Your goal:
From the add.to() aggregation tutorial below, reproduce word for word the passage that begins with the words "What you’ll learn: - How" and ends with "(Sum, Mean, Count)".

[Start Text shown]

6 add.to() - Aggregation Strategies
6.1 Overview
Learn how to control what happens when multiple rows match during a lookup. The strategy parameter lets you aggregate, select, or combine matching values in powerful ways.
What you’ll learn: - How to use aggregation strategies (sum, mean, count, etc.) - How to select specific matches (first, last) - How to control column positioning with the position parameter - How to use different join types with join_type
Prerequisites: - One-to-Many & Many-to-One Patterns - Understanding of multiple matches - Multiple Columns & Keys - Working with multiple columns
6.2 Example 1: Aggregation Strategies (Sum, Mean, Count)
Business Context: You have a customer list and multiple orders per customer. You need to calculate total revenue (sum), average order value (mean), and number of orders (count) for each customer.
Code:
import additory as add
import pandas as pd
# Customers
customers = pd.DataFrame({
'customer_id': [1, 2, 3],
'name': ['Alice', 'Bob', 'Charlie']
})
# Orders (multiple per customer)
orders = pd.DataFrame({
'customer_id': [1, 1, 1, 2, 2, 3],
'amount': [100, 150, 200, 300, 250, 175]
})

[End Text shown]
[Start Data rows]

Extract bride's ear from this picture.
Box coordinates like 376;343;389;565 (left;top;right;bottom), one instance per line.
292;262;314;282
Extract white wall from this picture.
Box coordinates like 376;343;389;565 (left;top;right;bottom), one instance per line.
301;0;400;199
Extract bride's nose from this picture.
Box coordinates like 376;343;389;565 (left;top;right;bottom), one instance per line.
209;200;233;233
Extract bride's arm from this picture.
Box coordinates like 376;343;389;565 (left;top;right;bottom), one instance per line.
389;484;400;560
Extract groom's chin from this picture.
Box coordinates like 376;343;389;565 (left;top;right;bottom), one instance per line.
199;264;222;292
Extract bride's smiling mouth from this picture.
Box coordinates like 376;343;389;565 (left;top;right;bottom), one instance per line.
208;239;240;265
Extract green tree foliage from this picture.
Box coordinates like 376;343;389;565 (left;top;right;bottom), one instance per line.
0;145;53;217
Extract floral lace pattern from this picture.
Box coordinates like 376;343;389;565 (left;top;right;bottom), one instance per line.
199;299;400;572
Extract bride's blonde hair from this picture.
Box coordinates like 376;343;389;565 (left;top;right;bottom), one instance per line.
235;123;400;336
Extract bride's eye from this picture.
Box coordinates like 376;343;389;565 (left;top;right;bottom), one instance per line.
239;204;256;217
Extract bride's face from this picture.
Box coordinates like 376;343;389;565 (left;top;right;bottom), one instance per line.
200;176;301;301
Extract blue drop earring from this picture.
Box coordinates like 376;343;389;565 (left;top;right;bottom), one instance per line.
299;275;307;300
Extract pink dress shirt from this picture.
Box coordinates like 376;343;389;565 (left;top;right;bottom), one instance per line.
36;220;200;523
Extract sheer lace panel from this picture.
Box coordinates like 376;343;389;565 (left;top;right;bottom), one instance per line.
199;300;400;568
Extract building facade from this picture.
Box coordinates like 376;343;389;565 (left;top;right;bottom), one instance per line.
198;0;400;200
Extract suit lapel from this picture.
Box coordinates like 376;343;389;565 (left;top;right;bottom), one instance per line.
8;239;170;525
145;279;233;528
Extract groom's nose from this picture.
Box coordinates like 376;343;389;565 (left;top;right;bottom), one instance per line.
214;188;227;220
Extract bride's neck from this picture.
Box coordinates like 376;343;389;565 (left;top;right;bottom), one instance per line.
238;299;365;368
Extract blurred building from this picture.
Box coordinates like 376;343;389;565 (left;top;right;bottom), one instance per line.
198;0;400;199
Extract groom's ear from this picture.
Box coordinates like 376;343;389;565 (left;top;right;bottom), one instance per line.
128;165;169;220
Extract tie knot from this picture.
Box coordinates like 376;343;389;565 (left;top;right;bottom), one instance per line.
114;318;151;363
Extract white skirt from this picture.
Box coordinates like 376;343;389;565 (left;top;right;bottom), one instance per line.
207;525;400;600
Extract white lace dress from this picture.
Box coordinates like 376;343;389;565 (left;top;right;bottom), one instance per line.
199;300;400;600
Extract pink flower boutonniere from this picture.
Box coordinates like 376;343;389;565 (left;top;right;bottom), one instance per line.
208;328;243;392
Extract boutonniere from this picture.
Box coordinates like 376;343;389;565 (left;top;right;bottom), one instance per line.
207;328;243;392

[End Data rows]

In response:
What you’ll learn: - How to use aggregation strategies (sum, mean, count, etc.) - How to select specific matches (first, last) - How to control column positioning with the position parameter - How to use different join types with join_type
Prerequisites: - One-to-Many & Many-to-One Patterns - Understanding of multiple matches - Multiple Columns & Keys - Working with multiple columns
6.2 Example 1: Aggregation Strategies (Sum, Mean, Count)